┌──

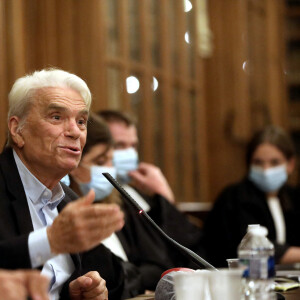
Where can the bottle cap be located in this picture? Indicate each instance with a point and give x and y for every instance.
(251, 226)
(260, 230)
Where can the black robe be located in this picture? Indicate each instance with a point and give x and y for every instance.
(242, 204)
(151, 253)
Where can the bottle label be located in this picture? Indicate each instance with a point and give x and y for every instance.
(258, 268)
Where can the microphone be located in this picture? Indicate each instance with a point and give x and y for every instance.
(184, 250)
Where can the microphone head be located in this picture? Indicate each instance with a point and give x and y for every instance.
(165, 287)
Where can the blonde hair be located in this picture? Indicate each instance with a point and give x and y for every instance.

└──

## DIRECTIONS FOR THIS TASK
Please write out every record above exactly, but leave the pictures out.

## ANSWER SECTION
Where can the bottle cap be located in this picture? Indicate each instance with a point and give x and y for every instance.
(251, 226)
(260, 230)
Where can the black robe be located in this picture? Indicate each instance with a point and give x and y for every instance.
(242, 204)
(151, 253)
Where can the bottle label be located in this picture? Indicate each instance with a point and give x and y for every instance.
(258, 268)
Where can the microphone be located in this picture? Indicate each instance with a point and give x and y for every instance.
(184, 250)
Where can the microphone head be located in this picture? Indicate each instance with a point and give x and y for every instance.
(165, 287)
Where can the blonde hair be located in this picture? Indicate each instance with a point and give x and y for every instance.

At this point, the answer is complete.